Assignment: Write out the lines below once more, exactly as they appear. Do not include pictures.
====== Data for the task ======
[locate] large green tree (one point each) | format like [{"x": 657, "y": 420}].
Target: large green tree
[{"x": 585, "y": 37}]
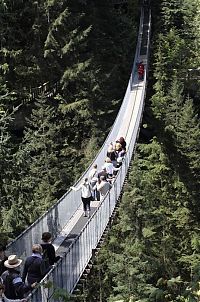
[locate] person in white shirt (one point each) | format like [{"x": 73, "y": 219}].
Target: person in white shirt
[
  {"x": 109, "y": 167},
  {"x": 3, "y": 297},
  {"x": 93, "y": 178},
  {"x": 103, "y": 186},
  {"x": 86, "y": 195}
]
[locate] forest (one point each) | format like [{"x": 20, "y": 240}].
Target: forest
[
  {"x": 83, "y": 50},
  {"x": 63, "y": 74}
]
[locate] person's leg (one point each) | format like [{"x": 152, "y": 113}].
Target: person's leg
[
  {"x": 84, "y": 200},
  {"x": 88, "y": 206}
]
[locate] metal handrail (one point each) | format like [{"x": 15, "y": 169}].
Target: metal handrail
======
Response to the task:
[locate] large green tree (one point each) | format like [{"x": 657, "y": 420}].
Target: large green tree
[{"x": 585, "y": 37}]
[locate] person in white shirt (one point each) | format like [{"x": 73, "y": 219}].
Target: person in white shirt
[
  {"x": 109, "y": 167},
  {"x": 3, "y": 297},
  {"x": 93, "y": 178},
  {"x": 103, "y": 186},
  {"x": 86, "y": 195}
]
[locate] forest (one point each) | format like [{"x": 20, "y": 240}].
Target: forest
[
  {"x": 83, "y": 50},
  {"x": 63, "y": 74}
]
[locate] person's leg (one point each) | format like [{"x": 152, "y": 113}].
Target: person's leg
[
  {"x": 84, "y": 200},
  {"x": 88, "y": 206}
]
[locate] metal handrail (one point each) | format like [{"x": 15, "y": 169}].
Target: metal handrail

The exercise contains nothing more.